◆ **PROBLEM TO WORK ON**:
Reproduce all of the material below word for word, changing nothing.

◆ **AVAILABLE DATA**:
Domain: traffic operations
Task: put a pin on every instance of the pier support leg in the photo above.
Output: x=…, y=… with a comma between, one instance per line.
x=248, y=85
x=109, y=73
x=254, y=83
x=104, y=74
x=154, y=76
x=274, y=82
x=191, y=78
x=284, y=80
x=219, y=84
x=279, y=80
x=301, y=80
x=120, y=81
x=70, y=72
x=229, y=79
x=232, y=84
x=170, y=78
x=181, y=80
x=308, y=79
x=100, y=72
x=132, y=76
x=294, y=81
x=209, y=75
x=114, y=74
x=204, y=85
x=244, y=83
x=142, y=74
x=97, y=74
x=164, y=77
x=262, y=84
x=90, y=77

◆ **TASK RESPONSE**:
Domain: traffic operations
Task: put a pin on every instance of the pier support leg in the photo above.
Output: x=…, y=… with a comma between, one instance per line.
x=248, y=85
x=109, y=73
x=254, y=83
x=104, y=74
x=154, y=76
x=274, y=82
x=191, y=78
x=284, y=80
x=219, y=84
x=279, y=80
x=301, y=80
x=120, y=81
x=70, y=72
x=229, y=79
x=232, y=84
x=170, y=78
x=181, y=80
x=308, y=79
x=100, y=72
x=132, y=76
x=294, y=81
x=209, y=75
x=114, y=74
x=204, y=85
x=244, y=83
x=142, y=74
x=97, y=74
x=164, y=77
x=262, y=84
x=90, y=77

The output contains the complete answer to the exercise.